━━ RECORDS PROVIDED

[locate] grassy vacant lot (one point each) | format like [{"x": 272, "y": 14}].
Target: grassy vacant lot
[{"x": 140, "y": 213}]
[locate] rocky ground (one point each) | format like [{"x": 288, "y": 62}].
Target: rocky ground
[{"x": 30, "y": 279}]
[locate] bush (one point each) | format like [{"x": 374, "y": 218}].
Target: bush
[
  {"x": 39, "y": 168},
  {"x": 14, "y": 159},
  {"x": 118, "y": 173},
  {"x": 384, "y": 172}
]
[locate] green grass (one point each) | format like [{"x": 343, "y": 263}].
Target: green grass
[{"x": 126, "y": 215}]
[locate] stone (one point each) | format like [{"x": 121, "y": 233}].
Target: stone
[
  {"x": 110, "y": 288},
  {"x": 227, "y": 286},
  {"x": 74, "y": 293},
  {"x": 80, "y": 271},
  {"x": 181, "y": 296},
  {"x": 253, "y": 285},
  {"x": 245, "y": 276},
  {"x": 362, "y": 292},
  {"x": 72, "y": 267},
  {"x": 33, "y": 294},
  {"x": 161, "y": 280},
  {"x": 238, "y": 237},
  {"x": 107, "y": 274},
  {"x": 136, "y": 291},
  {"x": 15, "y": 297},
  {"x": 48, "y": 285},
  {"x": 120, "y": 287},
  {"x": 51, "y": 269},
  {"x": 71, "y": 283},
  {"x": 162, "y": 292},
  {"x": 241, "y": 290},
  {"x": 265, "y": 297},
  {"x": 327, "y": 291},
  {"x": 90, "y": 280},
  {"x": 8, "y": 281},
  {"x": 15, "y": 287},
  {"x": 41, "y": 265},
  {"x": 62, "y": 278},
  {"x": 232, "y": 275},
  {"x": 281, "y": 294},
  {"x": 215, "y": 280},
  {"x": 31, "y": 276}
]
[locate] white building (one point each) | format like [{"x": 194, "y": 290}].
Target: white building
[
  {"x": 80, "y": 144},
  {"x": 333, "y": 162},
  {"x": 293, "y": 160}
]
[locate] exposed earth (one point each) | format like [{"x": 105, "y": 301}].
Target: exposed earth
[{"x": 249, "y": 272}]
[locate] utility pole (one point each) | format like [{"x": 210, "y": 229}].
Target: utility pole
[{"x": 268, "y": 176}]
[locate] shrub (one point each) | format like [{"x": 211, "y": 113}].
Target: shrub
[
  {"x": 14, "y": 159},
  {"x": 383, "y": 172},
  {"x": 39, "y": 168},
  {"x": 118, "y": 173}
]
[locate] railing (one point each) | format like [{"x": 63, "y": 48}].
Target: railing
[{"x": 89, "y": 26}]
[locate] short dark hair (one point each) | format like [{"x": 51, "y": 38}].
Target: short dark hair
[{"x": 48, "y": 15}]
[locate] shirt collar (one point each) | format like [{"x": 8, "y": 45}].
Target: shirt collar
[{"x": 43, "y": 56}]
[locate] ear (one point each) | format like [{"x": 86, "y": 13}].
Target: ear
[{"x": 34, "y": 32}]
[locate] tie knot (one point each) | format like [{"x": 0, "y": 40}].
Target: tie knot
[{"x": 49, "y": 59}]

━━━━

__TASK INSTRUCTIONS__
Your answer must be the complete listing, reproduced exactly.

__YOUR SOLUTION__
[locate] grassy vacant lot (one point each) | format like [{"x": 272, "y": 14}].
Target: grassy vacant lot
[{"x": 140, "y": 213}]
[locate] rocky ground (one point each) | format like [{"x": 288, "y": 62}].
Target: rocky ground
[{"x": 30, "y": 279}]
[locate] bush (one point each) | format like [{"x": 374, "y": 218}].
Target: bush
[
  {"x": 39, "y": 168},
  {"x": 14, "y": 159},
  {"x": 118, "y": 173},
  {"x": 384, "y": 172}
]
[locate] green grass (one point each) | format like [{"x": 343, "y": 263}].
Target: green grass
[{"x": 126, "y": 215}]
[locate] stone (one point each) | format like [{"x": 121, "y": 233}].
Target: stone
[
  {"x": 110, "y": 288},
  {"x": 227, "y": 286},
  {"x": 74, "y": 293},
  {"x": 80, "y": 271},
  {"x": 181, "y": 296},
  {"x": 253, "y": 285},
  {"x": 245, "y": 276},
  {"x": 362, "y": 292},
  {"x": 72, "y": 267},
  {"x": 33, "y": 294},
  {"x": 161, "y": 280},
  {"x": 238, "y": 237},
  {"x": 107, "y": 274},
  {"x": 136, "y": 291},
  {"x": 15, "y": 297},
  {"x": 48, "y": 285},
  {"x": 120, "y": 287},
  {"x": 51, "y": 269},
  {"x": 71, "y": 283},
  {"x": 162, "y": 292},
  {"x": 241, "y": 290},
  {"x": 265, "y": 297},
  {"x": 327, "y": 291},
  {"x": 90, "y": 280},
  {"x": 8, "y": 281},
  {"x": 15, "y": 287},
  {"x": 41, "y": 265},
  {"x": 62, "y": 278},
  {"x": 232, "y": 275},
  {"x": 281, "y": 294},
  {"x": 215, "y": 280},
  {"x": 31, "y": 276}
]
[locate] white building (one point each) | format like [{"x": 194, "y": 290}].
Target: white building
[
  {"x": 80, "y": 144},
  {"x": 333, "y": 162},
  {"x": 293, "y": 160}
]
[locate] exposed earth (one point each) | format like [{"x": 105, "y": 301}].
Target: exposed earth
[{"x": 249, "y": 272}]
[locate] utility pole (one point each) | format like [{"x": 210, "y": 229}].
Target: utility pole
[{"x": 268, "y": 176}]
[locate] shrub (one point each) | format like [{"x": 211, "y": 113}].
Target: shrub
[
  {"x": 14, "y": 159},
  {"x": 383, "y": 172},
  {"x": 39, "y": 168},
  {"x": 118, "y": 173}
]
[locate] railing (one point each) | format like [{"x": 63, "y": 48}].
Target: railing
[{"x": 89, "y": 26}]
[locate] short dark hair (one point each) | format like [{"x": 51, "y": 38}].
Target: short dark hair
[{"x": 48, "y": 15}]
[locate] shirt collar (one point each) | format like [{"x": 8, "y": 45}].
Target: shirt collar
[{"x": 43, "y": 56}]
[locate] ear (one point each) | format like [{"x": 86, "y": 13}].
Target: ear
[{"x": 34, "y": 32}]
[locate] tie knot (one point each) | format like [{"x": 0, "y": 40}].
Target: tie knot
[{"x": 49, "y": 59}]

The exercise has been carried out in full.